[Webkit-unassigned] [Bug 5566] ALT attribute value not displayed when image is missing

bugzilla-daemon at webkit.org bugzilla-daemon at webkit.org
Tue Nov 16 11:05:18 PST 2010


https://bugs.webkit.org/show_bug.cgi?id=5566





--- Comment #36 from Gérard Talbot <browserbugs at gtalbot.org>  2010-11-16 11:05:17 PST ---
(In reply to comment #34)

> - there are multiple claims in this bug that it affects blind people, and fixing it is required by certain accessibility related standards. It would be great if people who posted that information could comment on how this bug affects accessibility.

The National Federation of the Blind sued Target Corp. for the inaccessibility of its Web site.
http://www.webstandards.org/2007/10/05/will-target-get-schooled/

> - what is desirable is of course a personal preference.

───

» **Work to complete**
[1] Decide whether each statement agrees with the bug comment: (a) the bug is about the ALT attribute value not being shown when an image is missing; (b) the National Federation of the Blind sued Target Corp.; (c) comment #36 is a reply to comment #35. Answer yes or no for each, quoting the deciding words of the bug comment.
[2] Print the part of the bug comment starting with "https://bugs.webkit.org/show_bug.cgi?id=5566" and going on through "its Web site.".
The lines after the bug comment have no connection to it.

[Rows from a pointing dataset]
───

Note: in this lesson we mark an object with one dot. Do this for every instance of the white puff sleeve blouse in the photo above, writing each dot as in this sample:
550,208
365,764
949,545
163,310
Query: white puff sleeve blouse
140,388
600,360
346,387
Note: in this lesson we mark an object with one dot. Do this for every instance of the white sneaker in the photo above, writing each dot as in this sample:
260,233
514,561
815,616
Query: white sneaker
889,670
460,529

───

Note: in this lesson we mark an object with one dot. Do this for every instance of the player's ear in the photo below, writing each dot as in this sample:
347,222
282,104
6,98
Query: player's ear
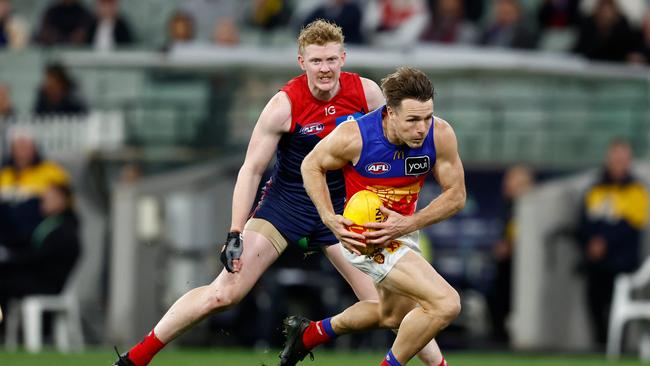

───

» **The replies**
[1]
(a) Yes: "ALT attribute value not displayed when image is missing"
(b) Yes: "The National Federation of the Blind sued Target Corp. for the inaccessibility of its Web site."
(c) No: "(In reply to comment #34)"

[2]
https://bugs.webkit.org/show_bug.cgi?id=5566





--- Comment #36 from Gérard Talbot <browserbugs at gtalbot.org>  2010-11-16 11:05:17 PST ---
(In reply to comment #34)

> - there are multiple claims in this bug that it affects blind people, and fixing it is required by certain accessibility related standards. It would be great if people who posted that information could comment on how this bug affects accessibility.

The National Federation of the Blind sued Target Corp. for the inaccessibility of its Web site.